Bobby Valentine walks the read carpet before the

Bobby Valentine walks the read carpet before the Mike and The Mad Dog reunion show at Radio City Music Hall on Wednesday, March 30, 2016. Photo Credit: Kathleen Malone-Van Dyke

Even some of baseball’s elite minds have a divide about if it’s better to specialize or play multiple sports.

Former first-round picks and Mets managers Bobby Valentine and Jerry Manuel along with 14-year major leaguer Eric Karros held a discussion before the National Youth Baseball Championships with Steel Sports Academy at Yaphank’s Baseball Heaven on Friday morning in front of an audience of youth players, coaches and parents.

Hall of Fame manager Tommy Lasorda also was presented with a wall collection in the complex’s café in his honor.

The distinguished panelists discussed how they began playing baseball, their role models, how the trio coach youth baseball now and the changing game.

On the topic of baseball specialization, both Valentine and Karros recall hearing college coaches preach about targeting multi-sport athletes. But when it came to signing kids out of high school, the coaches often went with baseball-specific players.

“There’s one thing you might want but the reality of the situation is that we are specializing,” said Valentine, who managed in MLB for 16 years including 1996-2002 with the Mets. “And it is what it is.”

Valentine, a three-sport standout in high school, said he thinks youth players would benefit from playing multiple sports. Karros echoed those thoughts saying it’s better to play multiple sports.

“Ideally that would be what I would suggest nowadays,” said Karros, who hit 284 career home runs and won the 1992 Rookie of the Year. “But it just doesn’t happen anymore.”

Manuel said he’s “not a fan” of year-round baseball, referencing how it takes a toll on pitchers that could lead to injury.

Karros, Valentine and Manuel help coach and run youth baseball organizations. They see the changes in specialization compared with when they played.

“I don’t think that it’s less popular, I just think it’s become more specialized,” Manuel said, “and with that being said, I think you are going to lose people here and there. But I think you are going to get a better game in the long run if you have better people teaching.”

For Lasorda, he loves interacting with youth players and teaching about lessons on and off the baseball diamond. He harps on respect in all facets of life – something he’d like to see more of from today’s youth.

After presented with his honorary collection, which includes baseball cards, videos, pictures, jerseys and clippings from championships, Lasorda was thinking about what it means for others seeing it at the Baseball Heaven complex.

“When you get something like this, it’s not just for a month or two months, it’s forever,” said Lasorda, a 1997 Hall of Fame inductee after a 21-year managerial career that included two championships. “And I’m so proud of it and happy that I can do something for somebody else and I want a lot of youngsters to look at it and try to learn something from it and that would be very, very good for me.”

- [SUPPLIED INFORMATION]

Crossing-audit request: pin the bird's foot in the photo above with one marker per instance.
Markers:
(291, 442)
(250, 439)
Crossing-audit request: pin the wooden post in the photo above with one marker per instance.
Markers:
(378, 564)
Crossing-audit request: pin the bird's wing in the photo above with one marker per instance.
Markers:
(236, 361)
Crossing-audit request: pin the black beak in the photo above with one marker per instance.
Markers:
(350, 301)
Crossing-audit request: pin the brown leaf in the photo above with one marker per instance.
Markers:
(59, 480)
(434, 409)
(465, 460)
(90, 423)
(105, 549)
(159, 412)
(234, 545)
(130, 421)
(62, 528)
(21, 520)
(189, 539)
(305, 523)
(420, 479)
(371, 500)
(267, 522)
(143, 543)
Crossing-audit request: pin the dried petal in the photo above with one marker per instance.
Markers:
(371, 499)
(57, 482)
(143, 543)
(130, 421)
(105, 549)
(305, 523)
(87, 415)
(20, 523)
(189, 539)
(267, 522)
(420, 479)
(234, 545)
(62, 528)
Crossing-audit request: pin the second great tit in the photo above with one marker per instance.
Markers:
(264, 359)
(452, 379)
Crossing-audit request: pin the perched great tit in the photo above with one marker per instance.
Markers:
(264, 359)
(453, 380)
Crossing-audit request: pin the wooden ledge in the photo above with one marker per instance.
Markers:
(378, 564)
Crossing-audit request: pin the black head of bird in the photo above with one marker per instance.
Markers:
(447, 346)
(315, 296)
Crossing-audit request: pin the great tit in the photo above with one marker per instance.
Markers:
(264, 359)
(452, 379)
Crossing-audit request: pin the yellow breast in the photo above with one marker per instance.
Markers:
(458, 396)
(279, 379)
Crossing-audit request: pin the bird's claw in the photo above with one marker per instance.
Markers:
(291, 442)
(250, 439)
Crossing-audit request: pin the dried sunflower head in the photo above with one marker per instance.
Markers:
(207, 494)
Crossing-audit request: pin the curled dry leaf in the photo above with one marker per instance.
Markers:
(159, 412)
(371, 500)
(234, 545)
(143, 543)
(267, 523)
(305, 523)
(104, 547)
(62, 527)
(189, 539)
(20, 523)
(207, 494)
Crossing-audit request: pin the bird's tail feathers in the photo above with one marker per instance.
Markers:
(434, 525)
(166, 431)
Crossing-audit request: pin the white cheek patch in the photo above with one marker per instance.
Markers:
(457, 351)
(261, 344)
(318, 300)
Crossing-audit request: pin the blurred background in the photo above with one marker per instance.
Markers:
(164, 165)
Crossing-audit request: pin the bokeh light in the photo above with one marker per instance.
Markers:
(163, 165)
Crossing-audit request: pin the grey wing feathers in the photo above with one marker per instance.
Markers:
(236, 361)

- [EXERCISE DETAILS]
From the article about the youth baseball panel at Baseball Heaven, list every kind of item the text says Tommy Lasorda's honorary collection includes.

- [FINAL ANSWER]
- Baseball cards
- Videos
- Pictures
- Jerseys
- Clippings from championships